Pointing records
○ ○ ○ ○ ○
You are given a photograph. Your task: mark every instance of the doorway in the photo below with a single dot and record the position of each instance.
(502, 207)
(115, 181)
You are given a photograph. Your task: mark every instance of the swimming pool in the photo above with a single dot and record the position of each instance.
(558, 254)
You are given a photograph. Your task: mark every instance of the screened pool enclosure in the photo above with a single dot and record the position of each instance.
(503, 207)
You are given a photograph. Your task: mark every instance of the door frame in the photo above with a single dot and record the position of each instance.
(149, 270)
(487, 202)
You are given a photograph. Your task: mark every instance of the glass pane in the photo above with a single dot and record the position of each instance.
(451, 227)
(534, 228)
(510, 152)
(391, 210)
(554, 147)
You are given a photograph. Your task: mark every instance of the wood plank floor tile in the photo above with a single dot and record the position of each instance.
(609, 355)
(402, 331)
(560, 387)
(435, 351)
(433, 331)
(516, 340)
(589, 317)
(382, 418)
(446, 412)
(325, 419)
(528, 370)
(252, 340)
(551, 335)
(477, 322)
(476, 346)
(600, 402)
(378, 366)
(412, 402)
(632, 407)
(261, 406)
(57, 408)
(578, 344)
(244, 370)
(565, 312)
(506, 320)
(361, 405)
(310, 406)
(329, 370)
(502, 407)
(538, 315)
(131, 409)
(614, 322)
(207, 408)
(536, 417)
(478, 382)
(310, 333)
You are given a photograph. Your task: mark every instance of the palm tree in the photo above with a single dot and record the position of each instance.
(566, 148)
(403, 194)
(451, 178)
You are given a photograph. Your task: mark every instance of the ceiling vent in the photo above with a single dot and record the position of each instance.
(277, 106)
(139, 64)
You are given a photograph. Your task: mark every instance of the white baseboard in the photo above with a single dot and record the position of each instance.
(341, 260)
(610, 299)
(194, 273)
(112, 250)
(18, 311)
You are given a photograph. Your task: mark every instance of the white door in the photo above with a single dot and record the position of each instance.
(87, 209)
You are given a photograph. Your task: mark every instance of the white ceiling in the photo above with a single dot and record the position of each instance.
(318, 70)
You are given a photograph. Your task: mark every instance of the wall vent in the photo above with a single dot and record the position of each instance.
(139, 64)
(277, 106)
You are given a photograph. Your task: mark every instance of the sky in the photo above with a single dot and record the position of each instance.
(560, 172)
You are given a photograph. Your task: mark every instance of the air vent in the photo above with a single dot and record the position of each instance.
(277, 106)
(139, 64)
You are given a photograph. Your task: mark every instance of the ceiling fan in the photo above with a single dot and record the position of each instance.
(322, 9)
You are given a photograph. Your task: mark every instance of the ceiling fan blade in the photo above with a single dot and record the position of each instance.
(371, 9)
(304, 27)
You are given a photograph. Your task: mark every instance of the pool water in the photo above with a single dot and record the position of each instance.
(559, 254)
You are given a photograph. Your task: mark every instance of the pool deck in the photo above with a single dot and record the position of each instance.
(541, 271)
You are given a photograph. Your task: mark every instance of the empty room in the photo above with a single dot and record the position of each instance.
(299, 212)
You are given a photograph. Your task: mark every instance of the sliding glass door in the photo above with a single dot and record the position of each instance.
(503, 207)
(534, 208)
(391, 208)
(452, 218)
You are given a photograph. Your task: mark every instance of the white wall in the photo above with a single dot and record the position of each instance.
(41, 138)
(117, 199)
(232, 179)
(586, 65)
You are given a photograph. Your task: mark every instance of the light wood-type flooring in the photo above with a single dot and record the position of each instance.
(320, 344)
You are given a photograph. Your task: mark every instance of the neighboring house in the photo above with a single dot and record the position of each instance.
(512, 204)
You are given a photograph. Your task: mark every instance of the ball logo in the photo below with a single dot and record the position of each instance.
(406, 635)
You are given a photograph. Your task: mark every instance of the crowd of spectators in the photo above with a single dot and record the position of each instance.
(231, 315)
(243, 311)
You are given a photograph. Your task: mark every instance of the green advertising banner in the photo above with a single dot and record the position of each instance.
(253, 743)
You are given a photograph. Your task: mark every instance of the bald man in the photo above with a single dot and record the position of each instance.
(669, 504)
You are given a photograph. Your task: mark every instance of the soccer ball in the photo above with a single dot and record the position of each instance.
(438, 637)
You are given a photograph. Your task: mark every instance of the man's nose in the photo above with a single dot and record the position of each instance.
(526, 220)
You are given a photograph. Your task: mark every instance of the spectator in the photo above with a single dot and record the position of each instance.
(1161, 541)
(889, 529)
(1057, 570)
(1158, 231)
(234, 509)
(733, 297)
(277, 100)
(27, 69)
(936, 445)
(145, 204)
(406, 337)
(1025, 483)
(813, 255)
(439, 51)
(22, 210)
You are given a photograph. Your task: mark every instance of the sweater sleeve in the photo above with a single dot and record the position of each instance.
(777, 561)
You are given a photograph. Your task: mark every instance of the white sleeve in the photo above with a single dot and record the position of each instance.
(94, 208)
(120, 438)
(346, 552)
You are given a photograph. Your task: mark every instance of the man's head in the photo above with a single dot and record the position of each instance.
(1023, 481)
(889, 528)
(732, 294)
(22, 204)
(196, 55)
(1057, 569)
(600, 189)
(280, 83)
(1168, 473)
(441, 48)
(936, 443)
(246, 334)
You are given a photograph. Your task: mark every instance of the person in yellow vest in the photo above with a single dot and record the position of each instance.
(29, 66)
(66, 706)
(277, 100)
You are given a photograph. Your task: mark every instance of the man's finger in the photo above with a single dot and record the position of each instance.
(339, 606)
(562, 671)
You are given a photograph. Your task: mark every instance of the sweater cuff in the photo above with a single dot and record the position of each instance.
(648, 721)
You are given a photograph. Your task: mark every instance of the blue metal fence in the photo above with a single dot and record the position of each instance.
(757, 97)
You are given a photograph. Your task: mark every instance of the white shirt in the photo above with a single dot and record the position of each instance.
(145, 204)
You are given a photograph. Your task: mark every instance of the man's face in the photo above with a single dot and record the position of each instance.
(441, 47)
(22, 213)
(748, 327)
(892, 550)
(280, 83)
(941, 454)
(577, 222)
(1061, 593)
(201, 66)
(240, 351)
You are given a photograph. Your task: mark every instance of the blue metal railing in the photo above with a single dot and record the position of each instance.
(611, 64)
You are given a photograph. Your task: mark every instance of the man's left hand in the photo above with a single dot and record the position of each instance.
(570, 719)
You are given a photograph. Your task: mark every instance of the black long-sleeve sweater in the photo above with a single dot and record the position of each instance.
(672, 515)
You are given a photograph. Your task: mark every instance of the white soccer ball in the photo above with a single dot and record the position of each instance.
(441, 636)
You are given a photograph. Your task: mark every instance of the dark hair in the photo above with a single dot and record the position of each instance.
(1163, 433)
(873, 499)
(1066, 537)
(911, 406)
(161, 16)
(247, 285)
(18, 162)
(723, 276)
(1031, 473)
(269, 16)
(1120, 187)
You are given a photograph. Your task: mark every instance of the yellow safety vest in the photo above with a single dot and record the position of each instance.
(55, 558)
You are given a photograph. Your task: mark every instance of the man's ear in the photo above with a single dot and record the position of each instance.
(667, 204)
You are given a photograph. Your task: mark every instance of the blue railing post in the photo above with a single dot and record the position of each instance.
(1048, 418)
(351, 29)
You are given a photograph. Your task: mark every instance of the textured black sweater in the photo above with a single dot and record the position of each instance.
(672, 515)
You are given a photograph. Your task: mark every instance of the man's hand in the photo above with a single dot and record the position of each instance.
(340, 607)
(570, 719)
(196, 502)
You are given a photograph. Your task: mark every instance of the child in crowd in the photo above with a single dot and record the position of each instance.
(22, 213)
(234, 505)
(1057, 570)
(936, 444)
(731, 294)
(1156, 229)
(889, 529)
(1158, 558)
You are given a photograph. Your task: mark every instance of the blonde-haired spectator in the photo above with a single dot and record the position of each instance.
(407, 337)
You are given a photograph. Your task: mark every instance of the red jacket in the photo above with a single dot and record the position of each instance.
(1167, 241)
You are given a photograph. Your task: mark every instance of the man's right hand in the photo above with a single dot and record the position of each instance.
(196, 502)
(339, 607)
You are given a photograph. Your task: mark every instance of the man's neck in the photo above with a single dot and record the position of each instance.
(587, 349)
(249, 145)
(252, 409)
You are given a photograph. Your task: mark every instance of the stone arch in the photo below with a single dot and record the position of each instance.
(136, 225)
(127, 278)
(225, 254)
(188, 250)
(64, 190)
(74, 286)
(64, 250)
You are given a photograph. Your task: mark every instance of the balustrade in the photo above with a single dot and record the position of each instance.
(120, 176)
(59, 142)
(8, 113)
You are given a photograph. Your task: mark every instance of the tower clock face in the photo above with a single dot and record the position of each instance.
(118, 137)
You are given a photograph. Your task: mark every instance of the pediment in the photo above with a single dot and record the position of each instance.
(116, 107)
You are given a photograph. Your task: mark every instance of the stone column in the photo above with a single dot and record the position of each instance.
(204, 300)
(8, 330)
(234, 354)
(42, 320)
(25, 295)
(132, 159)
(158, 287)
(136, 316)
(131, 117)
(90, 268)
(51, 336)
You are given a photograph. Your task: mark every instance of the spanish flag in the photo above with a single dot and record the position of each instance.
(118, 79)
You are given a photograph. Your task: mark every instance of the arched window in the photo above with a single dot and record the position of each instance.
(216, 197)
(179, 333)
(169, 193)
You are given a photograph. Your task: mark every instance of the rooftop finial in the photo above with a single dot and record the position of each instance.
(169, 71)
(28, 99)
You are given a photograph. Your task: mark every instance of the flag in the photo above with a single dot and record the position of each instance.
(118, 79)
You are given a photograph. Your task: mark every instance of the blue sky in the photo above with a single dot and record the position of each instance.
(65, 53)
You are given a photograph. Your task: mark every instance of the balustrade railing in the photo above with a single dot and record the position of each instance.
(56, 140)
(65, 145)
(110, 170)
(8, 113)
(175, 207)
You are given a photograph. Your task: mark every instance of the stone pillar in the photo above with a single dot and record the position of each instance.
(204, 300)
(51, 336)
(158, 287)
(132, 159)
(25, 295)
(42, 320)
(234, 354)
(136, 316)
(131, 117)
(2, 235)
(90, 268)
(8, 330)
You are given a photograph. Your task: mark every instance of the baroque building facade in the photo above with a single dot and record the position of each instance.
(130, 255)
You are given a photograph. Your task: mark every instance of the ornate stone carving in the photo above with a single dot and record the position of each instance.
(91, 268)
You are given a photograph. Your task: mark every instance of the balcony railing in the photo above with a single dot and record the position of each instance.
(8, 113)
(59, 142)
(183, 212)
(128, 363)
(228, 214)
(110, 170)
○ ○ ○ ○ ○
TASK: Copy exactly, and only, the lines from the one containing "of the spanish" through the last line of the listing.

FULL OUTPUT:
You are given a photograph. Your task: mark every instance of the spanish flag in the photo above with a single dot and record the position of each instance.
(118, 79)
You are given a photograph. Your task: mark every instance of the arched window in the photo above with a single dot and record the position of each instance.
(216, 197)
(179, 333)
(169, 193)
You are given a photograph. Your task: mark every instance of the rooftop finial in the photo above with a single dot and record the position of each instance.
(169, 71)
(28, 99)
You are given a photograph. Your task: mark every instance of the flag in the photo above with a single dot and record the position of each instance.
(118, 79)
You are given a photograph. Your task: mark every instance of the blue sky in the photo above with a single dot and record the position of each instance.
(65, 53)
You are given a photograph. Your task: mark every instance of the balustrade railing in the photo above with a single dot and record the position of each instance.
(56, 140)
(65, 145)
(110, 170)
(8, 113)
(175, 207)
You are given a photograph. Your task: mark every instance of the stone pillar in the photo above with a single dot and record the position of each instance.
(204, 300)
(51, 336)
(158, 287)
(132, 159)
(25, 295)
(42, 320)
(234, 354)
(136, 316)
(131, 117)
(2, 235)
(90, 268)
(8, 330)
You are given a photograph. Your task: mark every instance of the baroque building facade in the photo above with a single dot and record the position of each instance.
(130, 255)
You are given a photograph. Your task: mark every instance of the ornate stone carving in the photo above with a single dot and record the position of each instance.
(91, 268)
You are given a photograph. Your task: mark every instance of the balcony railing in the photo above with a single dot and record the position of each instance.
(8, 113)
(59, 142)
(183, 212)
(128, 363)
(228, 214)
(110, 170)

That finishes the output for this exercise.